Dataset excerpts:
— begin —
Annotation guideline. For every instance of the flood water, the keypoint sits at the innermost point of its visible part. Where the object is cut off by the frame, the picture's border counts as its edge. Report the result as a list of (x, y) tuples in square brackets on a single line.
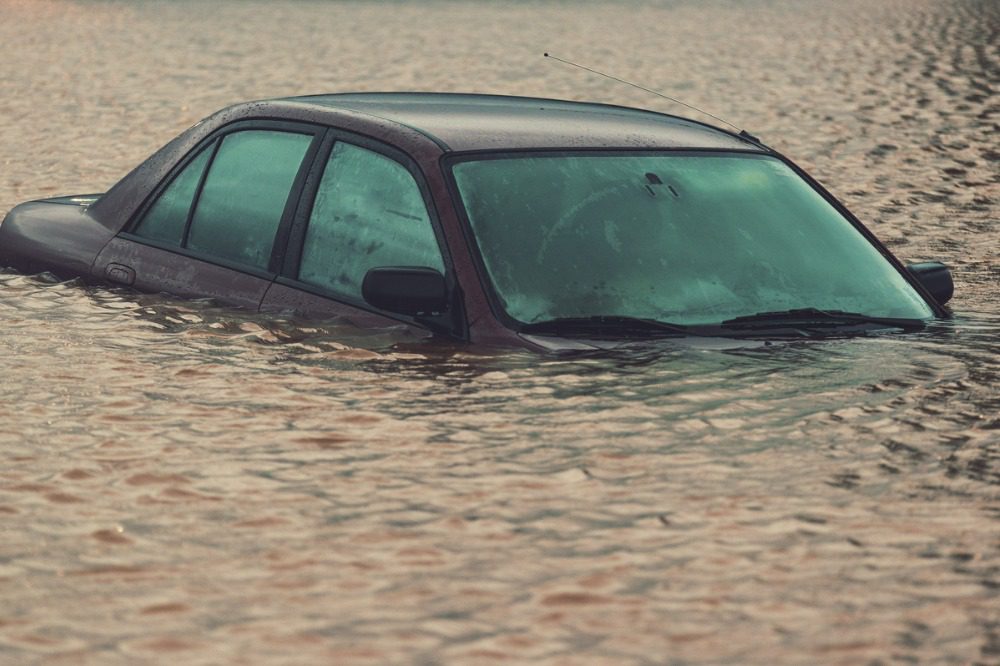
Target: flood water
— end —
— begin —
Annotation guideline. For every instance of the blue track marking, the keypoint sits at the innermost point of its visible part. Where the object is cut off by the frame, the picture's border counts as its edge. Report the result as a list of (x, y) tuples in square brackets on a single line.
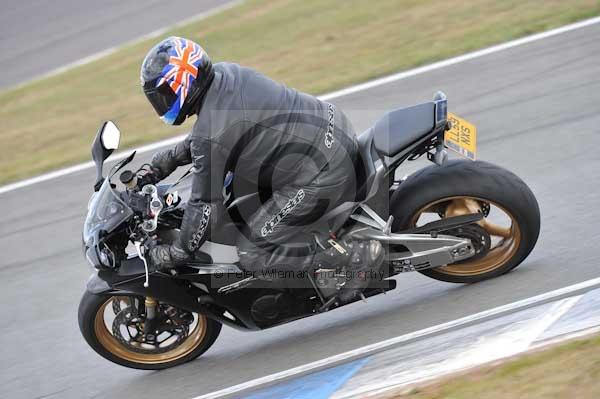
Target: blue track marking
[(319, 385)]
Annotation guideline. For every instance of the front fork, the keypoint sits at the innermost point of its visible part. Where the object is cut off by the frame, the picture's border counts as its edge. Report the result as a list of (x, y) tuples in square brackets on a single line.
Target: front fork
— end —
— begin —
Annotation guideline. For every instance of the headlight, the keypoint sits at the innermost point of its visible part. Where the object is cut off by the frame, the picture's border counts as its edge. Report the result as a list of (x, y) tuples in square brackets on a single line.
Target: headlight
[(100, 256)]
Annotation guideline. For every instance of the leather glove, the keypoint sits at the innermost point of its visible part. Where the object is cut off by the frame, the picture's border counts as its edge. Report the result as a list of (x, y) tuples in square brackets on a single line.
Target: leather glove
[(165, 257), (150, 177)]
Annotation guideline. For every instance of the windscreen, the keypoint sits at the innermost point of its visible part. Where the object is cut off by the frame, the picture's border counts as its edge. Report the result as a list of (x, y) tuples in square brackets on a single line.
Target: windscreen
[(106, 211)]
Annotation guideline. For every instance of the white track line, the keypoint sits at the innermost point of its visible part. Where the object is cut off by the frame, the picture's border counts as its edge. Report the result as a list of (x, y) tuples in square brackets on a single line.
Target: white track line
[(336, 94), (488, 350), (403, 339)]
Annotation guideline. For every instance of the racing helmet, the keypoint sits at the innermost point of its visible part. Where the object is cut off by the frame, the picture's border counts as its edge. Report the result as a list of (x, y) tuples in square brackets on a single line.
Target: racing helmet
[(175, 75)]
— end —
Work to be completed: Rewrite the lines starting with the one that contains "Annotation guideline. For every instance of the front" and going on through the one that contains "Target: front fork", changing "front fork" to "rear wheel" and leaving everything else unchanged. Give only those lines.

Answer to the exercise:
Annotation guideline. For every instance of the rear wheel, the keypoint sits at the innermost point of its visible part. Where the object is cut off by the frame, the picture's border counts as its edge. Report the result as a list of (x, y) tuples in square brackets on a single line.
Target: rear wheel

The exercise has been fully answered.